[Opening Extracted information section]
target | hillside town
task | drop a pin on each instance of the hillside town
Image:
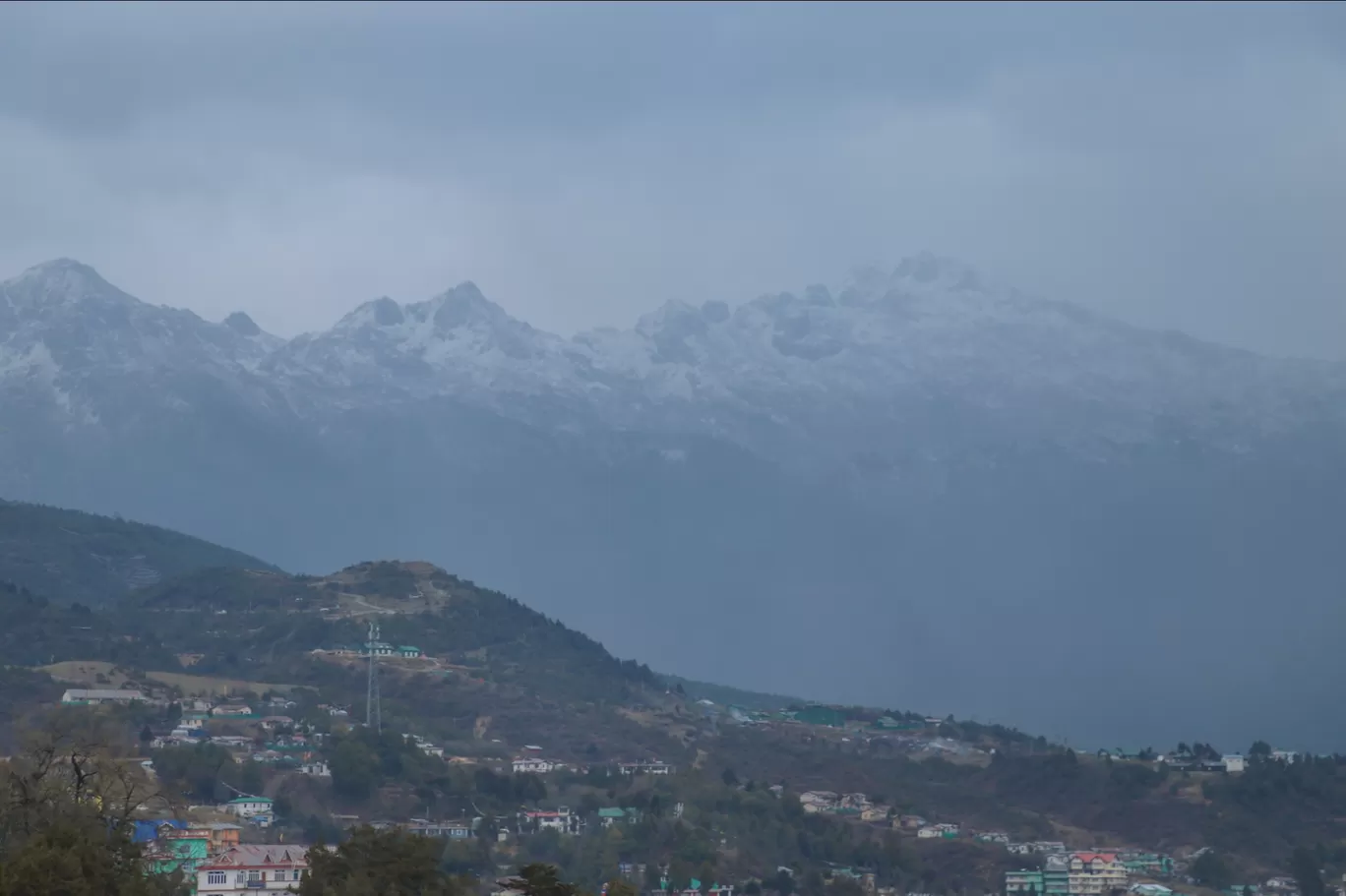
(229, 845)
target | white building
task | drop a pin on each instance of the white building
(248, 806)
(562, 819)
(251, 867)
(236, 710)
(81, 697)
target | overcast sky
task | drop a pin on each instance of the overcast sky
(1180, 165)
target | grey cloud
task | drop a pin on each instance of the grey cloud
(1173, 164)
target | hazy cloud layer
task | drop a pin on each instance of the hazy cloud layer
(1174, 164)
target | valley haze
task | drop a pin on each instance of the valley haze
(914, 489)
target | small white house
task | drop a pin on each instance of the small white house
(248, 806)
(81, 697)
(253, 867)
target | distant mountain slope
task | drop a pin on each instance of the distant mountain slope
(240, 618)
(81, 557)
(917, 487)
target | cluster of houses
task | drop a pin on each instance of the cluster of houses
(1086, 873)
(282, 742)
(1097, 873)
(530, 763)
(213, 862)
(829, 804)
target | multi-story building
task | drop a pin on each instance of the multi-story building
(560, 819)
(251, 867)
(1026, 883)
(1056, 874)
(1096, 873)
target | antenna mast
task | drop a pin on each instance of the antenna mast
(372, 715)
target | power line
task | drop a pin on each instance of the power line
(373, 719)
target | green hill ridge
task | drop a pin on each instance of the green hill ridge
(88, 559)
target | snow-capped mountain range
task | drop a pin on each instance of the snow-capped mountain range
(786, 376)
(828, 493)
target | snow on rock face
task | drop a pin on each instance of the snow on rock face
(875, 359)
(84, 333)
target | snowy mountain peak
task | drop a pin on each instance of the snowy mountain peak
(464, 306)
(59, 280)
(242, 325)
(380, 313)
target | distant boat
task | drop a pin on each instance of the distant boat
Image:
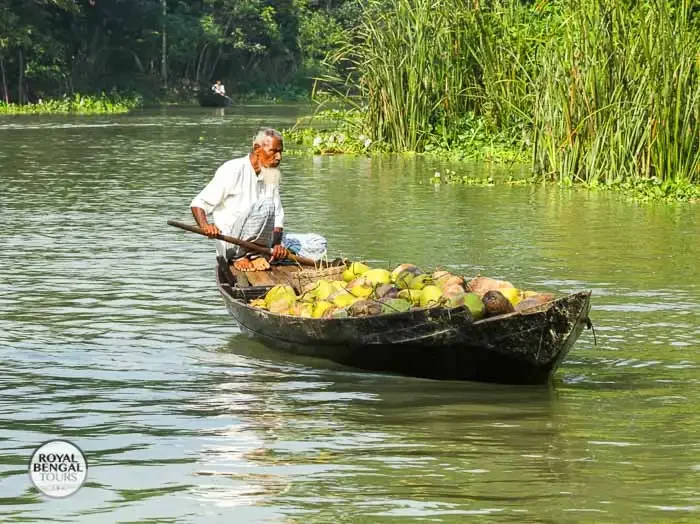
[Closing Extracted information section]
● **What you will do**
The answer must be an exact copy of the lines from the one containing "target | distant mountain slope" through the last line of the records, and nothing else. Pictures do not belong in it.

● **Output of the exercise**
target | distant mountain slope
task | drop a pin on each instance of the distant mountain slope
(240, 618)
(81, 557)
(917, 487)
target | cluster of houses
task | drop a pin on each instance of the cluster of houses
(1086, 873)
(282, 742)
(1097, 873)
(530, 763)
(213, 862)
(829, 804)
target | multi-story building
task | drop a pin on each instance of the multi-story building
(560, 819)
(251, 867)
(1026, 883)
(1056, 874)
(1096, 873)
target | antenna mast
task | drop a pin on each instance of the antenna mast
(372, 715)
target | power line
task | drop a pin on each instance of the power line
(373, 719)
target | green hill ridge
task | drop a pin on each instance of the green hill ridge
(88, 559)
target | snow-capped mountain range
task | drop a pin on each instance of the snow-capped mountain range
(786, 376)
(828, 493)
target | snow on rock face
task | drop a pin on each instance of the snow on rock face
(875, 359)
(84, 333)
target | snowy mountain peak
task | drop a pin on each instance of the snowy mountain peak
(464, 306)
(59, 280)
(242, 325)
(380, 313)
target | distant boat
task | drop a pin on each instance of the distant boat
Image:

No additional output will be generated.